60. The respondents averred that the training of a degree holder or a diploma holder in pharmacy is more intense and takes a longer period compared to the training the petitioners undertook. The petitioners did not controvert the assertion. The petitioners cannot therefore be heard to say that their discrimination is irrational because they underwent the same studies with degree and diploma holders but they have been locked out of the profession.
61. The respondents correctly submitted that the petitioners cannot use the treatment of professionals in other medical fields as evidence of discrimination. It is noted that each unique field is governed by its own legislation. The legislation applicable to a particular area of practice cannot therefore be applied to a different area of practice. It is also observed that the training in one area of practice is different from that of another area of practice.

**Activity A**. In the excerpt on pharmacy training, reproduce the part that opens with the words "61. The respondents" and closes with "another area of practice.", changing "area of practice" to "field of practice".
**Activity B**. Go on with the excerpt on pharmacy training, writing on from its final sentence.

**Stored data**.
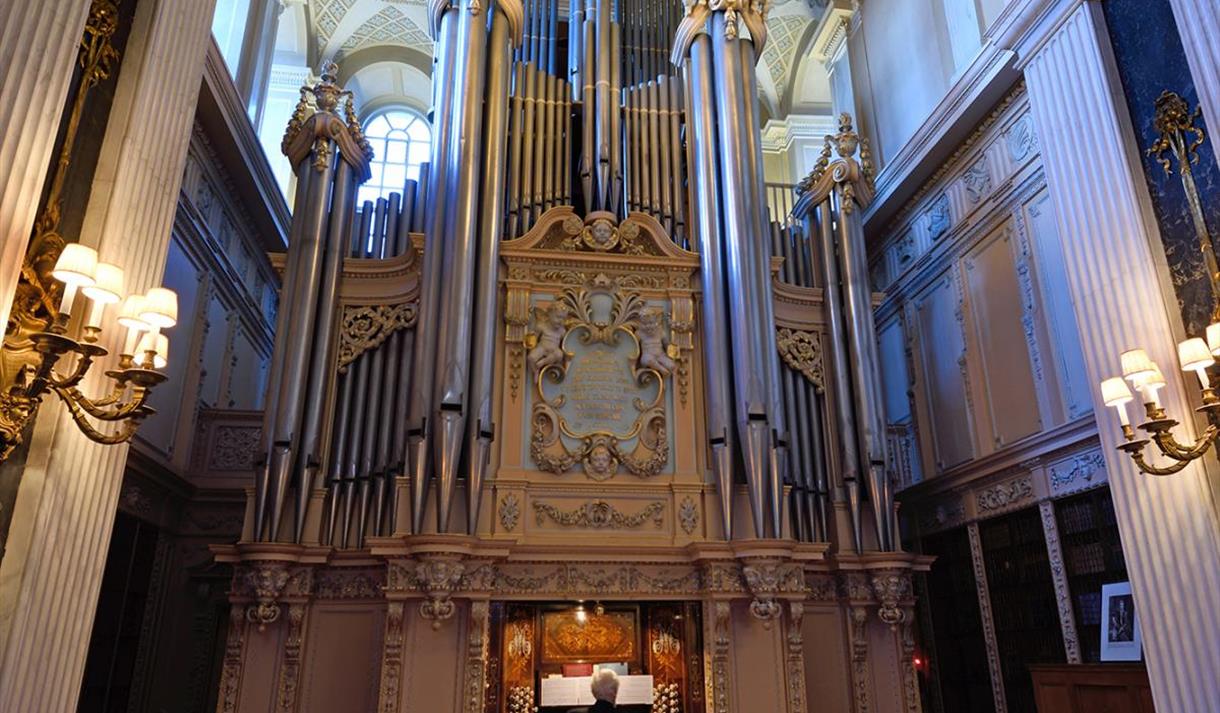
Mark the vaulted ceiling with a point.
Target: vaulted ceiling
(367, 37)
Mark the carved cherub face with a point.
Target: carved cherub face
(650, 322)
(556, 315)
(600, 459)
(602, 232)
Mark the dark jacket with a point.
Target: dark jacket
(599, 707)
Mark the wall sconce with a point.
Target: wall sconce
(37, 346)
(1174, 122)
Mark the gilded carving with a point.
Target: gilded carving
(997, 673)
(892, 589)
(688, 515)
(796, 658)
(438, 578)
(599, 379)
(364, 327)
(476, 657)
(1077, 473)
(290, 665)
(803, 353)
(599, 515)
(392, 658)
(510, 512)
(231, 668)
(1005, 495)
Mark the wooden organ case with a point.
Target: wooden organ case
(576, 363)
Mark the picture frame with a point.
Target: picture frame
(1120, 624)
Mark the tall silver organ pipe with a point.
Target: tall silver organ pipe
(742, 285)
(830, 205)
(331, 159)
(470, 72)
(372, 394)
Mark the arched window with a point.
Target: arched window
(401, 143)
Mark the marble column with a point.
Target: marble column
(1114, 261)
(38, 50)
(65, 510)
(1198, 22)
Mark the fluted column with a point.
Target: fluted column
(1198, 22)
(38, 49)
(1169, 528)
(65, 509)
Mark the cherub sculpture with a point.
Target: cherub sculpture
(652, 346)
(552, 325)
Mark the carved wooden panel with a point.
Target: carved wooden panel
(942, 359)
(1004, 338)
(569, 636)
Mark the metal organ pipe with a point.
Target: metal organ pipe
(481, 426)
(706, 231)
(419, 427)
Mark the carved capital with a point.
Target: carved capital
(438, 578)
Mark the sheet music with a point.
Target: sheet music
(575, 691)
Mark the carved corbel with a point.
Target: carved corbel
(267, 584)
(438, 578)
(892, 589)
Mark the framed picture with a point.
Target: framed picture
(1120, 625)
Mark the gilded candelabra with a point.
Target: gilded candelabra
(1179, 137)
(35, 341)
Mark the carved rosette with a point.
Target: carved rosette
(438, 578)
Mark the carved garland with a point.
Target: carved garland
(599, 515)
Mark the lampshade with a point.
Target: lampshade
(1194, 354)
(129, 314)
(1115, 392)
(76, 265)
(107, 286)
(160, 308)
(160, 346)
(1136, 365)
(1214, 338)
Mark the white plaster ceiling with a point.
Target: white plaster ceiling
(366, 33)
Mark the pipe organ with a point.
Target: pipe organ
(586, 357)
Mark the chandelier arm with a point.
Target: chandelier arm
(82, 421)
(73, 396)
(1171, 448)
(1154, 470)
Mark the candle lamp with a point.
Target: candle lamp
(56, 363)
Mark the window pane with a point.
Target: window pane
(395, 152)
(420, 131)
(419, 153)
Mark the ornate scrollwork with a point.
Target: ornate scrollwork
(438, 578)
(803, 353)
(600, 515)
(364, 327)
(600, 452)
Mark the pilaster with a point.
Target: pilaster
(1112, 254)
(1198, 22)
(65, 508)
(38, 49)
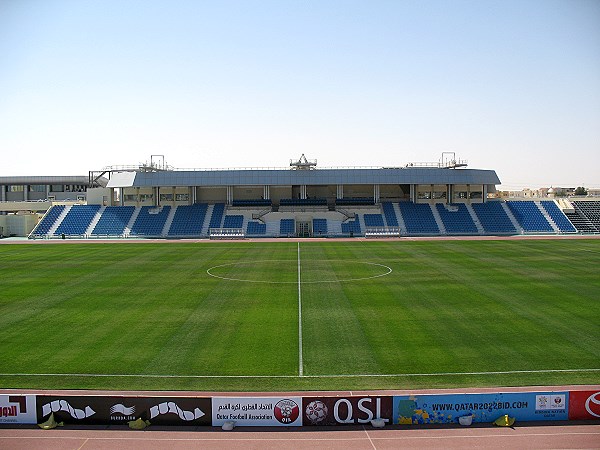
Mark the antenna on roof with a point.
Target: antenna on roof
(157, 164)
(303, 163)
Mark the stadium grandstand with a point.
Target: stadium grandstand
(156, 201)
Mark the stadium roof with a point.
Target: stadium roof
(287, 177)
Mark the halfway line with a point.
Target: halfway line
(300, 362)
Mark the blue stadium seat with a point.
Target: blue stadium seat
(287, 227)
(77, 220)
(351, 227)
(188, 220)
(457, 222)
(319, 227)
(150, 221)
(113, 221)
(529, 216)
(233, 221)
(374, 220)
(418, 218)
(256, 228)
(493, 218)
(390, 214)
(217, 215)
(48, 221)
(559, 218)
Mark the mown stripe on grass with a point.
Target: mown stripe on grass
(364, 375)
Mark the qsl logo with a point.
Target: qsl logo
(592, 404)
(316, 411)
(584, 405)
(286, 411)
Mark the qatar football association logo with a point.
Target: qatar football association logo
(286, 411)
(316, 411)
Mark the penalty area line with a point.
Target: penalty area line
(366, 375)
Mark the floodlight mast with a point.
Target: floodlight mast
(303, 163)
(449, 161)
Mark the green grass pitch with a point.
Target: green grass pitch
(365, 315)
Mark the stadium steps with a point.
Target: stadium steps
(361, 222)
(95, 221)
(389, 214)
(589, 209)
(512, 219)
(581, 223)
(58, 221)
(558, 215)
(476, 220)
(401, 223)
(127, 231)
(547, 216)
(438, 220)
(206, 225)
(41, 229)
(168, 222)
(272, 228)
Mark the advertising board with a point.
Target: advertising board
(119, 410)
(17, 409)
(447, 408)
(257, 411)
(584, 405)
(346, 410)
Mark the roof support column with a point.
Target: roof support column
(229, 195)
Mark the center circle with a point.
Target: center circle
(310, 272)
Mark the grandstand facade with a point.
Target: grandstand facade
(414, 200)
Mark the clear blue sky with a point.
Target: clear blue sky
(508, 85)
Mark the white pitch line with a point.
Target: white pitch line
(300, 361)
(367, 375)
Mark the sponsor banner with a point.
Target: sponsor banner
(179, 411)
(119, 410)
(447, 408)
(257, 411)
(584, 405)
(17, 409)
(346, 410)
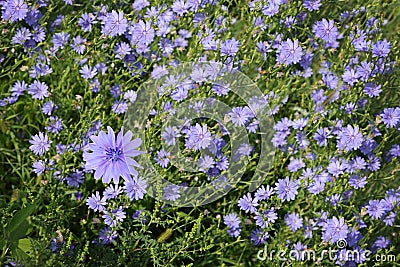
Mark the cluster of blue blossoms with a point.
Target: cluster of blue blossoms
(331, 140)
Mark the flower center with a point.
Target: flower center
(114, 154)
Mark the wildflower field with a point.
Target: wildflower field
(199, 133)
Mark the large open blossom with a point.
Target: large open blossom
(112, 157)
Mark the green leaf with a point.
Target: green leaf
(19, 221)
(25, 244)
(20, 232)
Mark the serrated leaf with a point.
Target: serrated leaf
(20, 232)
(25, 244)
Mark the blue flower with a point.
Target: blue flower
(248, 204)
(350, 138)
(96, 203)
(112, 157)
(286, 189)
(114, 24)
(289, 52)
(15, 10)
(334, 230)
(135, 188)
(294, 221)
(40, 144)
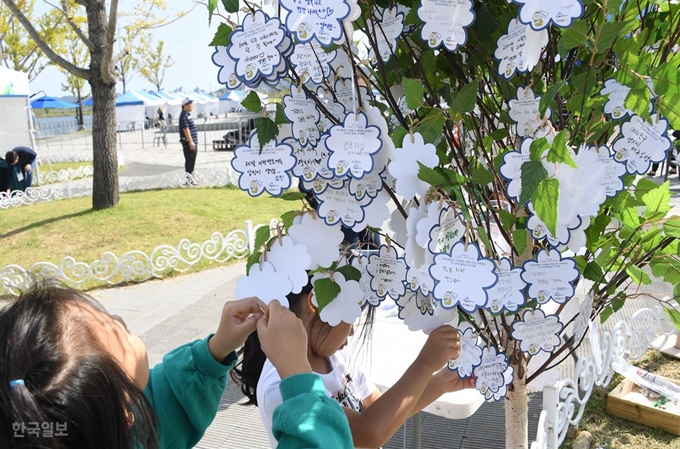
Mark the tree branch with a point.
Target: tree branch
(107, 74)
(74, 26)
(55, 58)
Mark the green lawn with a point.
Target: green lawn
(142, 221)
(612, 432)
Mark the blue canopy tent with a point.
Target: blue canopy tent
(51, 103)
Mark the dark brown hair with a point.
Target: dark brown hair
(68, 378)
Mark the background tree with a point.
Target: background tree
(518, 173)
(128, 64)
(152, 63)
(19, 50)
(98, 34)
(76, 52)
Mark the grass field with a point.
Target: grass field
(142, 221)
(612, 432)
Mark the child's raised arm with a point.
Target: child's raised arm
(307, 418)
(382, 418)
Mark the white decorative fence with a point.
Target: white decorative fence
(211, 178)
(564, 402)
(134, 266)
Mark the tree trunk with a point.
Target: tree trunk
(103, 85)
(517, 413)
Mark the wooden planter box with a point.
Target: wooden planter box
(643, 413)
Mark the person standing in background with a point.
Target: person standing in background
(23, 160)
(188, 135)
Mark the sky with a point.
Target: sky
(186, 40)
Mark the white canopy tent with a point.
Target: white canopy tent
(15, 109)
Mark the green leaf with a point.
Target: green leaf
(262, 236)
(212, 4)
(252, 260)
(549, 96)
(545, 203)
(325, 291)
(280, 117)
(638, 275)
(672, 227)
(606, 313)
(519, 238)
(559, 151)
(537, 148)
(350, 273)
(292, 196)
(414, 92)
(533, 173)
(432, 125)
(230, 5)
(431, 176)
(576, 35)
(266, 130)
(606, 35)
(674, 316)
(252, 102)
(222, 36)
(465, 101)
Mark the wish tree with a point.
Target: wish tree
(499, 147)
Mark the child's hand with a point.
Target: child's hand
(448, 381)
(239, 319)
(284, 340)
(442, 345)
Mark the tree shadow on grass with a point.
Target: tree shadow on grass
(38, 224)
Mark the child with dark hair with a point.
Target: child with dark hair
(373, 417)
(64, 359)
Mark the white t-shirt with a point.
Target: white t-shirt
(349, 389)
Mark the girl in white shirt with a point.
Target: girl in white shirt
(373, 417)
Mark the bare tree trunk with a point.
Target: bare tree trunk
(103, 84)
(517, 412)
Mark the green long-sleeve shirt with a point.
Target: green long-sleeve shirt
(186, 388)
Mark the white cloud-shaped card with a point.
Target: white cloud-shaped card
(492, 373)
(322, 241)
(470, 354)
(255, 46)
(312, 161)
(550, 277)
(266, 170)
(311, 62)
(511, 168)
(227, 73)
(536, 332)
(524, 112)
(541, 13)
(612, 182)
(404, 167)
(288, 257)
(264, 282)
(445, 22)
(344, 307)
(303, 114)
(422, 313)
(320, 19)
(508, 292)
(389, 27)
(641, 144)
(520, 49)
(463, 277)
(369, 297)
(387, 271)
(352, 145)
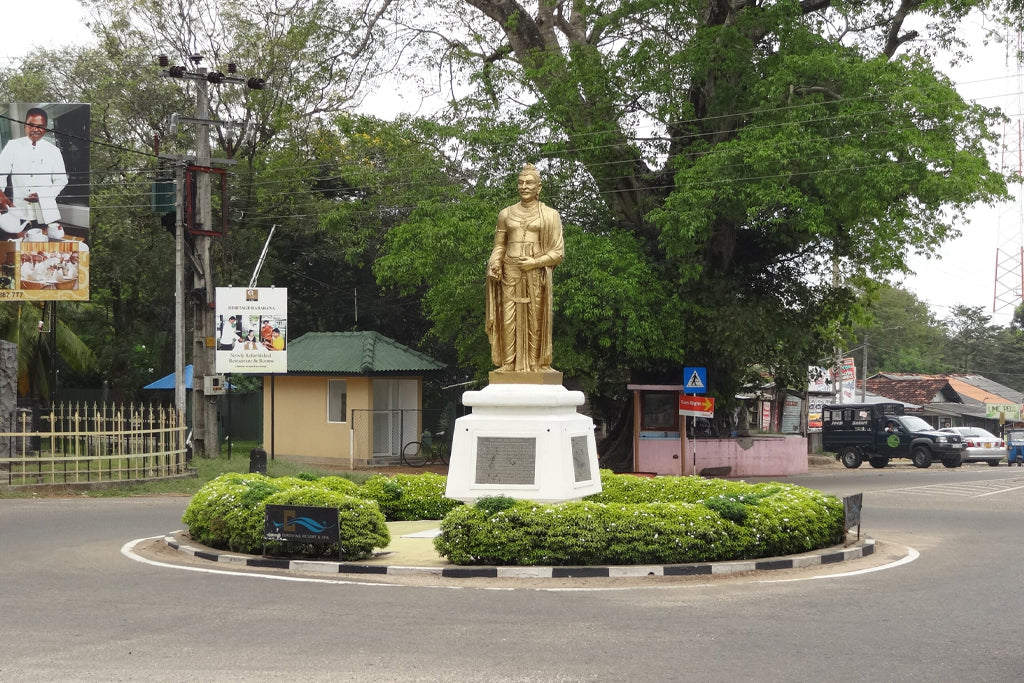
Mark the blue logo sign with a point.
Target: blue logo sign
(694, 380)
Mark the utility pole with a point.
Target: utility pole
(198, 219)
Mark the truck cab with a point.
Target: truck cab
(878, 432)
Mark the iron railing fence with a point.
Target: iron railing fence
(76, 443)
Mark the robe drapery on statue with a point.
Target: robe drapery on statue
(519, 305)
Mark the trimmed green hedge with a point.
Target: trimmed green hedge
(634, 520)
(637, 520)
(410, 497)
(228, 512)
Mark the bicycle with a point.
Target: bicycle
(418, 454)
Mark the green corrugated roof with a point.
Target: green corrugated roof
(354, 353)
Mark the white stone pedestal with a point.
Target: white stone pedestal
(524, 441)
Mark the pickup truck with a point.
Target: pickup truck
(878, 432)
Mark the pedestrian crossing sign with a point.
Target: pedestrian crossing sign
(694, 380)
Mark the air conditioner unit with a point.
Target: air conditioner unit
(214, 385)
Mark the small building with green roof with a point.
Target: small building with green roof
(349, 398)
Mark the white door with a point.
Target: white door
(396, 420)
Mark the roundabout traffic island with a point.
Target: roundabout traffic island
(686, 523)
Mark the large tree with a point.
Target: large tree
(761, 160)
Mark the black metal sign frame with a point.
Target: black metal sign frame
(298, 523)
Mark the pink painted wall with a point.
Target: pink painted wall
(753, 456)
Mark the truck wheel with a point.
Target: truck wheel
(851, 458)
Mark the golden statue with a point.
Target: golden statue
(527, 247)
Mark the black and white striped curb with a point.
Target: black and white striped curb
(857, 550)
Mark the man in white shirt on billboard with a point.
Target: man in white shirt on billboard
(37, 173)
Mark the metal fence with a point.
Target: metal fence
(82, 443)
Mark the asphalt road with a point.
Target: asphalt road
(74, 607)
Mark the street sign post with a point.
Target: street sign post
(699, 407)
(694, 380)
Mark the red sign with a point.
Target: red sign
(700, 407)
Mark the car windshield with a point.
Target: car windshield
(914, 424)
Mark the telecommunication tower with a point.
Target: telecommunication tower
(1009, 290)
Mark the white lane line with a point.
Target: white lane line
(128, 550)
(911, 555)
(993, 493)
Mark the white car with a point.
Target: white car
(980, 445)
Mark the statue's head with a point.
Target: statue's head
(528, 182)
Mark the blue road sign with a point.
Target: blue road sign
(694, 380)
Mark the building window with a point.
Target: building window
(337, 395)
(659, 411)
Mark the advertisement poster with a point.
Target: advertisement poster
(252, 330)
(44, 206)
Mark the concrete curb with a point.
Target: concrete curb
(833, 555)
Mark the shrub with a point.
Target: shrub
(216, 508)
(409, 497)
(638, 520)
(229, 511)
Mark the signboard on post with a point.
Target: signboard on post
(44, 161)
(252, 330)
(1003, 412)
(699, 407)
(695, 380)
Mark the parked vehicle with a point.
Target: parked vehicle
(980, 445)
(878, 432)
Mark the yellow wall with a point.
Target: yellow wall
(295, 424)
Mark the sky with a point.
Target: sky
(964, 270)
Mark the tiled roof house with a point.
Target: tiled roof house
(349, 398)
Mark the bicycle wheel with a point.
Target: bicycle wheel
(412, 454)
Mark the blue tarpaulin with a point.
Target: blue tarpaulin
(168, 382)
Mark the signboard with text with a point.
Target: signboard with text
(699, 407)
(252, 330)
(1003, 412)
(44, 208)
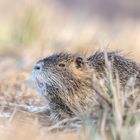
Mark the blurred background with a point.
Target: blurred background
(30, 30)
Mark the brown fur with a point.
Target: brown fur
(66, 80)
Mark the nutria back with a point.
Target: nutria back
(121, 65)
(66, 80)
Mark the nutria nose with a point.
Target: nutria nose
(38, 66)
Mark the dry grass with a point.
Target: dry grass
(32, 30)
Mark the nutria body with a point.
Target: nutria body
(66, 80)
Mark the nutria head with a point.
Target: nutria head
(64, 78)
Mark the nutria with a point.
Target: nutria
(66, 80)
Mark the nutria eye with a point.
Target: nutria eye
(61, 65)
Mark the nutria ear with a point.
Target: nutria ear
(79, 62)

**Expected output A**.
61. The respondents correctly submitted that the petitioners cannot use the treatment of professionals in other medical fields as evidence of discrimination. It is noted that each unique field is governed by its own legislation. The legislation applicable to a particular field of practice cannot therefore be applied to a different field of practice. It is also observed that the training in one field of practice is different from that of another field of practice.

**Expected output B**.
62. The petitioners submitted that they had been locked out from upgrading their certificates to diplomas and even degrees. None of the respondents offers any training and it is the market that dictates the kind of training to be offered by colleges and universities. I do not think that any of the petitioners who is qualified to pursue a diploma course in pharmacy can be denied such an opportunity by a training institution.
63. The petitioners urged this court to declare the entire Pharmacy & Poisons Act of 2015 unconstitutional or in the alternative declare Section 8 of the Act unconstitutional. Not a single shred of evidence was placed before the court in support of the alleged unconstitutionality of the entire Act.
64. As for Section 8 of the Act, the respondents submitted that no amendment was made to the Section in 2015. The respondents are indeed correct. The amendment to Section 8 was done in 2002 before a majority of the petitioners enrolled for the certificate courses, and even then section 8(1)(a) ensured that anybody who was already registered as a pharmacist retained their registration. No evidence was adduced to show that any of the petitioners was registered or enrolled prior to 2002 and had been denied an opportunity to practice.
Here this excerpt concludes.